- **Work task**: Edit the passage below about the visit to the Hougue: give again the part that opens with the words "On my drive" and closes with "remain within me.", with "comfy" changed to "cozy".

I arrive safely at the Hougue's parking lot, my T-shirt bathed in sweat, and wander over to the foot of the ancient tumulus. Looking up at the medieval chapel, incongruously perched on top of the mound, I am reminded of a squat, black, dunce's hat. The low-ceilinged passageway leading to the inner ceremonial chamber has been open since 1924, but the cold air that hovers around the mouth feels like it's only just been released from an eternity of captivity. The closer I get, the more disturbing the place becomes, and it takes me a full minute to pluck up the courage to enter the passage. I scuttle, crablike, until I reach the Hougue's center, stand upright, hastily count to five, then race back to the sunlight. It's not that it's particularly claustrophobic, or even filled with any kind of malevolence, it just emanates a sensation of extreme nothingness. As though an ancient spiritual presence has deserted the place and left in bereft.

On my drive back to my very comfy little hotel I start to wonder about the way the church structure is superimposed over the pagan myth site. Not that this was uncommon: In medieval times the political policy of the incoming religion was pretty uncomplicated. By declaring that adherence to any earth or fertility deity was tantamount to devil worship, the new order imposed only the severest penalties against all offenders. Looking for parallels within myself, I'm aware that my English origins have been gnawing away at me since I arrived here. All those preprogrammed behavioral patterns that I felt I'd escaped when I left my homeland to settle in Canada have been jostling around behind every encounter and social interaction. I may have superimposed North American attitudes onto my daily life, but at base, the old rituals still remain within me.

- **Material shown**:
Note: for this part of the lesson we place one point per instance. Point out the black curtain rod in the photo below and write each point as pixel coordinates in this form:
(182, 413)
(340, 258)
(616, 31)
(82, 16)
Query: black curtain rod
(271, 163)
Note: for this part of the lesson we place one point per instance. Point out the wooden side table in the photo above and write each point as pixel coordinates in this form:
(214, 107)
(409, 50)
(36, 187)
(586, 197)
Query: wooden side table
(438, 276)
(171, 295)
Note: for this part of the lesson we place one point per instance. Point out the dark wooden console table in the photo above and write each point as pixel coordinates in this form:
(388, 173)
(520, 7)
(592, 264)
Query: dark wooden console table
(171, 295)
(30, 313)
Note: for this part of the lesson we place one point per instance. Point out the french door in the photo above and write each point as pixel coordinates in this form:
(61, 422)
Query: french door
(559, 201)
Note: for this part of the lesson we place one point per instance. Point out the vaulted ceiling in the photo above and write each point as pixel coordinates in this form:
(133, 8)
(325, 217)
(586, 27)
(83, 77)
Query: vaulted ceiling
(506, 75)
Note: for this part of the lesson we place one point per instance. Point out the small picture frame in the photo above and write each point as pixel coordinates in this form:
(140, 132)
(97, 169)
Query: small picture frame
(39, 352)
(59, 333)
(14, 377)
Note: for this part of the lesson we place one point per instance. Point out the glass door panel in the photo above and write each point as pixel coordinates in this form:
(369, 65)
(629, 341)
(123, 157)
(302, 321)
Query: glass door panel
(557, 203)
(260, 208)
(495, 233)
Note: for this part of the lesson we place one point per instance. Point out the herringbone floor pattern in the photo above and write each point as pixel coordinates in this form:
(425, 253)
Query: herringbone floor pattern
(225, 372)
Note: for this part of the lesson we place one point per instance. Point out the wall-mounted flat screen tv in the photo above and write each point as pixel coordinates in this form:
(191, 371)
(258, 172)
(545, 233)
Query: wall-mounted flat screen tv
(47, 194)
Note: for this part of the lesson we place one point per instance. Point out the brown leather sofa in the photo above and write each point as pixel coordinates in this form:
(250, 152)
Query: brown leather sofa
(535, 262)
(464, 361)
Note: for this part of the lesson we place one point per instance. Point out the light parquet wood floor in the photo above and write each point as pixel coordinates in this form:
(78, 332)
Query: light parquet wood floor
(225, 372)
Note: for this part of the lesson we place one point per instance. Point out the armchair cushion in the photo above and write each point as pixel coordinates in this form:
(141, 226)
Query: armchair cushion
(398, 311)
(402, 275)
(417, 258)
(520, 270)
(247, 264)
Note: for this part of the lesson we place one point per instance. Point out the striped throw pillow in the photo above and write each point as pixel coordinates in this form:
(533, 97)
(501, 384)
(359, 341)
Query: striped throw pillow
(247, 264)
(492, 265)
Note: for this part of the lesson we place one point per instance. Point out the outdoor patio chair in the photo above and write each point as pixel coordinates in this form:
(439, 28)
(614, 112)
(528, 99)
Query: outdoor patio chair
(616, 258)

- **Solution to this task**:
On my drive back to my very cozy little hotel I start to wonder about the way the church structure is superimposed over the pagan myth site. Not that this was uncommon: In medieval times the political policy of the incoming religion was pretty uncomplicated. By declaring that adherence to any earth or fertility deity was tantamount to devil worship, the new order imposed only the severest penalties against all offenders. Looking for parallels within myself, I'm aware that my English origins have been gnawing away at me since I arrived here. All those preprogrammed behavioral patterns that I felt I'd escaped when I left my homeland to settle in Canada have been jostling around behind every encounter and social interaction. I may have superimposed North American attitudes onto my daily life, but at base, the old rituals still remain within me.